- WORKING DATA:

------------------------------

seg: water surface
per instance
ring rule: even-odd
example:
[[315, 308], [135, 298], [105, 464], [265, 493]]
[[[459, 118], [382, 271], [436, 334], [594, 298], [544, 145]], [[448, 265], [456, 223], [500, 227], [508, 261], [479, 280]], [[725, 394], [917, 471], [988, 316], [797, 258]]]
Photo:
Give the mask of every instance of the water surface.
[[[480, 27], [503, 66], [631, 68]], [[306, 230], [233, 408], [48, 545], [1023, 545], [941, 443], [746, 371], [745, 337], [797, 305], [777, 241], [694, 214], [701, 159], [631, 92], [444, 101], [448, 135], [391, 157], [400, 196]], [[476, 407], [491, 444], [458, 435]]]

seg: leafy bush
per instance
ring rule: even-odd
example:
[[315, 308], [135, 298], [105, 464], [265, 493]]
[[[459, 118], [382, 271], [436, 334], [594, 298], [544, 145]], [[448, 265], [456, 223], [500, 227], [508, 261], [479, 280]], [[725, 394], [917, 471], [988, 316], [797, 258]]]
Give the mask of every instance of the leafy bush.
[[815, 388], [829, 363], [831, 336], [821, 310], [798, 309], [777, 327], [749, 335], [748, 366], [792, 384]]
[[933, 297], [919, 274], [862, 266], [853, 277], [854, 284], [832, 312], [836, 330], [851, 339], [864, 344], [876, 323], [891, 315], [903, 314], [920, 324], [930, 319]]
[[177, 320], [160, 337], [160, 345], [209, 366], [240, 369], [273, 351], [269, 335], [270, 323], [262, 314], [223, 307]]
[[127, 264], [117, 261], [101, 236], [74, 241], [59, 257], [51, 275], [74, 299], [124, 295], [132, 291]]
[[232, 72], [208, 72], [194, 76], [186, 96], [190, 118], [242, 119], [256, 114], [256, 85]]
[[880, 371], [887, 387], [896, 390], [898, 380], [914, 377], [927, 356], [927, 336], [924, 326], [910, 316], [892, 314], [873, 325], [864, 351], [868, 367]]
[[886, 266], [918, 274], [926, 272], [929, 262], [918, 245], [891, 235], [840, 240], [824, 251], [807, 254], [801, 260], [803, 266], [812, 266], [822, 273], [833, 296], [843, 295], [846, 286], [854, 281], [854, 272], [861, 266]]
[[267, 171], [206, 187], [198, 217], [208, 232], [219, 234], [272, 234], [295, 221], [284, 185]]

------------------------------

- PROBLEM STATEMENT:
Convert the data into a numbered list, leaving out any blank lines, starting with the line that contains "seg: leafy bush" and going on through the line that contains "351], [868, 367]]", both included.

- TASK RESPONSE:
1. seg: leafy bush
2. per instance
3. ring rule: even-odd
4. example:
5. [[315, 308], [135, 298], [105, 464], [265, 493]]
6. [[[459, 118], [382, 271], [436, 334], [594, 298], [544, 145]], [[448, 265], [456, 223], [500, 227], [508, 261], [479, 280]], [[725, 394], [917, 471], [988, 316], [797, 258]]]
7. Give the mask of every instance of the leafy bush.
8. [[815, 388], [829, 363], [831, 336], [821, 310], [798, 309], [777, 327], [749, 335], [748, 366], [792, 384]]
9. [[933, 297], [919, 274], [862, 266], [853, 277], [854, 284], [832, 312], [836, 330], [851, 339], [864, 344], [876, 323], [891, 315], [903, 314], [920, 324], [930, 319]]
10. [[177, 320], [160, 337], [160, 345], [209, 366], [240, 369], [273, 351], [269, 335], [270, 323], [262, 314], [223, 307]]
11. [[127, 264], [117, 261], [101, 236], [74, 241], [59, 257], [51, 275], [74, 299], [124, 295], [132, 291]]
12. [[232, 72], [208, 72], [194, 76], [186, 96], [190, 118], [242, 119], [256, 114], [256, 85]]
13. [[880, 371], [887, 387], [896, 390], [898, 380], [914, 377], [927, 356], [927, 336], [924, 326], [910, 316], [892, 314], [873, 325], [864, 351], [868, 367]]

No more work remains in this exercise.